— Start of Data rows —
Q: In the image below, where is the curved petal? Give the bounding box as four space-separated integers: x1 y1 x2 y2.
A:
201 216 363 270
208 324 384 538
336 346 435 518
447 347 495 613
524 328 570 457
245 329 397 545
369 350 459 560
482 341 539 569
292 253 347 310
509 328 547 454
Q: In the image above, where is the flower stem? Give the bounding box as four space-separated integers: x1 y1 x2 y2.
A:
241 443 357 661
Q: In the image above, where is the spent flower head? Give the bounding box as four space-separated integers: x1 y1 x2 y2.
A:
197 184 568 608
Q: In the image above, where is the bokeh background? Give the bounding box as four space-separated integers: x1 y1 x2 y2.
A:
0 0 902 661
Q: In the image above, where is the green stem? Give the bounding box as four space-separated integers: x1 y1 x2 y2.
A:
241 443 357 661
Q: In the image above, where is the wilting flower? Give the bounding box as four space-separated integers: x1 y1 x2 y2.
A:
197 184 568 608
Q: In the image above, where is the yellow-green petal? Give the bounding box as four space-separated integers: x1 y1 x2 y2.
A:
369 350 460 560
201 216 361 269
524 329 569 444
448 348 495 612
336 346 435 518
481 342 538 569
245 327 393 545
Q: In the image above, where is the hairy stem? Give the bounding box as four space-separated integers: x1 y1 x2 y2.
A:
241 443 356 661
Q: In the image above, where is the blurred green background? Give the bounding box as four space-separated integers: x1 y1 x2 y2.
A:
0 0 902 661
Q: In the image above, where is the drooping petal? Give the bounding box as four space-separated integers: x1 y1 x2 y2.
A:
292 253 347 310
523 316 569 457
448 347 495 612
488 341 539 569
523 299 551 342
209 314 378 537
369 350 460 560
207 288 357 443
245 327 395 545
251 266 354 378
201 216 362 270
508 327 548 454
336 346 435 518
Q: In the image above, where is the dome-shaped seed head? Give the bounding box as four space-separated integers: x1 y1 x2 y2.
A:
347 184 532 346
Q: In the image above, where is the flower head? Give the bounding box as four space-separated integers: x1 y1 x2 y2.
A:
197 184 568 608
— End of Data rows —
**Stated task**
Rewrite all the rows above as a numbered list, leaving out any blank lines.

**Response below**
1. Q: In the image below, where is the curved petal? Give the bounding box as four space-separated integers: x1 y1 x2 y2.
2. A:
3. 201 216 363 270
4. 208 324 384 538
5. 336 346 435 518
6. 447 347 495 613
7. 524 328 570 457
8. 245 329 397 545
9. 369 350 459 560
10. 482 341 539 569
11. 292 253 347 310
12. 509 328 547 454
13. Q: In the image above, where is the flower stem? Give the bounding box as four space-separated integers: x1 y1 x2 y2.
14. A:
15. 241 443 357 661
16. Q: In the image above, where is the spent flower head? Give the bounding box as four space-separated integers: x1 y1 x2 y2.
17. A:
18. 197 184 568 608
19. Q: In the image above, where is the bokeh background? Give the bounding box as four space-separated integers: x1 y1 x2 y2.
20. A:
21. 0 0 902 661
22. Q: In the image above, where is the green stem? Give the bounding box as four space-separated integers: x1 y1 x2 y2.
23. A:
24. 241 443 357 661
25. Q: In the image above, where is the wilting flower? Give the bounding box as four space-separated integers: x1 y1 x2 y2.
26. A:
27. 197 184 568 608
28. Q: In the image above, where is the yellow-green petal? Give the bounding box as four space-separated integers: x1 y1 x2 y2.
29. A:
30. 369 350 460 560
31. 201 216 361 269
32. 524 329 569 444
33. 448 348 495 612
34. 336 346 435 518
35. 481 342 538 569
36. 245 327 393 545
37. Q: In the image above, where is the hairy stem? Give the bounding box as four space-separated integers: x1 y1 x2 y2.
38. A:
39. 241 443 356 661
40. Q: In the image above, where is the blurred green background? Give the bounding box as four space-separated integers: x1 y1 x2 y2.
41. A:
42. 0 0 902 661
43. Q: In the image above, where is the drooping petal? Give the bounding box as four space-separated integers: x1 y1 x2 y2.
44. A:
45. 292 253 347 310
46. 523 316 569 457
47. 448 347 495 612
48. 488 341 539 569
49. 523 299 551 342
50. 209 314 378 537
51. 369 350 460 560
52. 207 288 357 443
53. 245 327 395 545
54. 251 266 354 378
55. 201 216 362 270
56. 508 327 548 454
57. 336 346 435 518
58. Q: In the image above, where is the dome-shaped seed head? Give the bounding box as four space-separated integers: x1 y1 x2 y2.
59. A:
60. 347 184 532 346
61. Q: In the image above, where is the flower head? Give the bounding box as four space-separated integers: x1 y1 x2 y2.
62. A:
63. 197 184 568 608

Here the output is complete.